## The task
Transcribe every one of the following rows verbatim, without altering any character.

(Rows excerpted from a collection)
•••••

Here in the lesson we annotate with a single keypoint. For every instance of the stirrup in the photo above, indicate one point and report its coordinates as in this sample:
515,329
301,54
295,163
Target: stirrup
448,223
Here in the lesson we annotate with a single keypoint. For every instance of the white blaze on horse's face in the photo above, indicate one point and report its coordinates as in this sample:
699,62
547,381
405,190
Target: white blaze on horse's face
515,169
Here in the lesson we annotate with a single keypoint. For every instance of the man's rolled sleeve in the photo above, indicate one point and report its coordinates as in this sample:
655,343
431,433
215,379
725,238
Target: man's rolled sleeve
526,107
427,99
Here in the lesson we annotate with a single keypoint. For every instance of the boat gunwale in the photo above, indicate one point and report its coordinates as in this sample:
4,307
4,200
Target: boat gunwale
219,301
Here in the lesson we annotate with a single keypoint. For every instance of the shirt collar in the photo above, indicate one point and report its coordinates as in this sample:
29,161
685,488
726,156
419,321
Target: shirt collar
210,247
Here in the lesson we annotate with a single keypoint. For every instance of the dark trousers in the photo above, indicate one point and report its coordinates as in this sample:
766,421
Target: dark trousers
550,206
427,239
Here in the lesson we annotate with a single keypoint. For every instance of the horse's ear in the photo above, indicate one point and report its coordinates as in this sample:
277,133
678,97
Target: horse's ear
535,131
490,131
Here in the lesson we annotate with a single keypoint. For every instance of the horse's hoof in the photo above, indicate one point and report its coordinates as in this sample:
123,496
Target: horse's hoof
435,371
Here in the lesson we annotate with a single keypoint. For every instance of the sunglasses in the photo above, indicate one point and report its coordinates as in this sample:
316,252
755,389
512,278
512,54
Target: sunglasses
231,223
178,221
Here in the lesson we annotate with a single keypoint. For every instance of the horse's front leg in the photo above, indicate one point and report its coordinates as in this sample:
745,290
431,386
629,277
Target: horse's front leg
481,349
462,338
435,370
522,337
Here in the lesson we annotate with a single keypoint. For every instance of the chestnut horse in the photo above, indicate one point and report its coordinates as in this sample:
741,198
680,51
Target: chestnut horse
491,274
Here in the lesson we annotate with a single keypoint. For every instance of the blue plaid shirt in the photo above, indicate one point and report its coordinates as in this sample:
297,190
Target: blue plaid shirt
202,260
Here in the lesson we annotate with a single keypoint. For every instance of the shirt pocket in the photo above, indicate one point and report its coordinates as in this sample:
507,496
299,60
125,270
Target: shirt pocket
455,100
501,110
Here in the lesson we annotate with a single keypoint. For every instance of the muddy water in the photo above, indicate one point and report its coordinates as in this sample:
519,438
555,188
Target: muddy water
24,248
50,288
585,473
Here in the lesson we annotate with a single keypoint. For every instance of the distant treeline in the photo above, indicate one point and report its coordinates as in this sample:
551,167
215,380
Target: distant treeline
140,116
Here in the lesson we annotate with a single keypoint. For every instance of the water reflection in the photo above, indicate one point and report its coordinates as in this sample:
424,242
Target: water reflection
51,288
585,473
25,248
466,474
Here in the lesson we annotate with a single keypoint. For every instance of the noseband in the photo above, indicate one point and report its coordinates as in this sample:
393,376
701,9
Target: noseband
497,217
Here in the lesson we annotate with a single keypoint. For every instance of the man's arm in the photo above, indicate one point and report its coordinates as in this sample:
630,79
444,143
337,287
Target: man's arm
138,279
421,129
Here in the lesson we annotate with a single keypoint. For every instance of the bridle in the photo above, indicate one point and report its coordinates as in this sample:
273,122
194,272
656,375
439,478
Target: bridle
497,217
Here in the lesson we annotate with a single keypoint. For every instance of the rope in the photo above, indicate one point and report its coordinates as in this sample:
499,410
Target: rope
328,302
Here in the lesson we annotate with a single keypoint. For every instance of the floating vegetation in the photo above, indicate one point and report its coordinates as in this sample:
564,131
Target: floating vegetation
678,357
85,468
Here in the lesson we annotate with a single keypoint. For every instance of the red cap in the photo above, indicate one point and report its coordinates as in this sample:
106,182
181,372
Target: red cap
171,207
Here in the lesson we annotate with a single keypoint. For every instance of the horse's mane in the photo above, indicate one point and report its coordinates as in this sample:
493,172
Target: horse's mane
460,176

•••••

## Response for this exercise
Here in the lesson we annotate with a single keypoint. For every instance of the stirrup in the photo above, indicate one point and report its coordinates as in this sample:
515,329
301,54
295,163
Target: stirrup
448,223
Here in the lesson we annotate with a single keypoint. For every instance of the white blaze on horse's face in the photo above, indicate one point and report its coordinates as in this sample:
699,62
547,381
405,190
Target: white blaze on horse's face
515,169
Here in the lesson we annotate with a single keypoint. For every instance of the man's rolled sleeve in the photo above, indicate one point and report its coordinates as in this sample:
655,343
431,433
215,379
725,238
Target: man's rolled sleeve
526,107
427,99
Here in the lesson we annotate with a single keypoint. For every instance of the boat gunwale in the photo above, indicate one point and report its coordinates as in this sample:
4,307
4,200
Target: boat gunwale
219,301
Here in the lesson we annotate with a single keypoint. For every instance of the shirt collar in the photo above, indicate one point and report its coordinates as in this sample:
29,161
685,488
726,156
419,321
Target: shirt collar
210,247
Here in the lesson we annotate with a single keypoint. For every instance of the dark trousers in the photo above, indicate one point and report its coordinates as in this sample:
766,421
Target: dark trousers
550,206
427,239
Here in the lesson we annotate with a single keypoint. For every instance of the horse's ear in the photo above, indicate one point and report its coordinates as in this sample:
277,133
678,97
Target: horse's ear
535,131
490,131
Here in the lesson we annotate with a single keypoint. For every instance of the horse's hoof in the photo above, indicate one point and report its coordinates as in this sample:
123,496
Target: horse's hoof
435,371
Here in the lesson we annotate with a single keypoint. For every instance of the sunglasses in the photo above, indicate one point and report its coordinates as in this sample:
316,252
755,389
512,278
512,54
Target: sunglasses
231,223
178,221
Here in the lesson we annotate with a single keypoint. For every instance of the horse's front leg in the photo above, indicate one point and report its coordinates as in this sample:
745,290
431,386
629,277
Target: horse's front leg
481,349
462,338
435,370
522,337
Here in the lesson we annotate with a single keypoint. For every instance of the chestnut horse in the photo above, indicate one point and report its coordinates as in this sample:
741,198
680,51
Target: chestnut horse
491,274
Here in the lesson we annotate with a single keypoint. For every instance of the blue plaid shirt in the photo above, indicate one point and report its coordinates as in this sample:
297,190
Target: blue plaid shirt
202,260
Here in the lesson we annotate with a single keypoint. For every instance of the shirt pocket in the photo above, indicate one point and report its coordinates as in this sample:
507,496
299,60
125,270
Target: shirt pocket
455,100
501,110
Here in the lesson we annotate with a single keypoint. For every instance of the muddy water in the photo above, indicate one point and report its coordinates as in this sample:
519,438
555,188
Target: muddy water
24,248
50,288
585,473
Here in the lesson we annotate with a single keypoint. For every instance of the distant treeline in the photo above, indicate one point and report its coordinates as in this sample:
551,167
215,380
Target: distant treeline
140,116
Here in the lesson we annotate with a single keypoint. For every instance of the water reflection in the photo above, indicate one point and report its coordinates as in this sample:
424,242
Target: water reflection
51,288
585,473
25,248
466,474
Here in the lesson we annotate with a single keypoint. For every instance of the noseband in the photo above, indicate one point and report its coordinates as in this sample:
393,376
701,9
Target: noseband
497,217
Here in the lesson we annotate with a single keypoint. For every instance of the man's arm in the photo above, indicate one point and report its coordinates as in this sample:
630,79
444,143
337,287
Target: man's arm
138,279
421,129
Here in the lesson we annotate with a single keypoint. For every instance of the bridle in the photo above, indicate one point and report its coordinates as in this sample:
273,122
194,272
656,375
439,478
Target: bridle
497,217
Here in the lesson we annotate with a single keypoint. For every instance of the rope in the photo above, indicate one point and report its coordinates as in this sample:
499,410
Target: rope
328,302
Here in the lesson we annotate with a single keypoint. For every instance of the floating vegetation in the photo above, indicate one point and report its coordinates as in this sample:
564,131
Target: floating vegetation
678,357
85,468
Here in the lesson we annotate with a single keypoint. For every instance of the red cap in the photo above, indicate one point and report its coordinates as in this sample:
106,182
181,372
Target: red cap
171,207
Here in the lesson we annotate with a single keypoint. For every instance of the horse's mane in the photo above, indicate one point and report its coordinates as in this sample:
493,172
Target: horse's mane
460,176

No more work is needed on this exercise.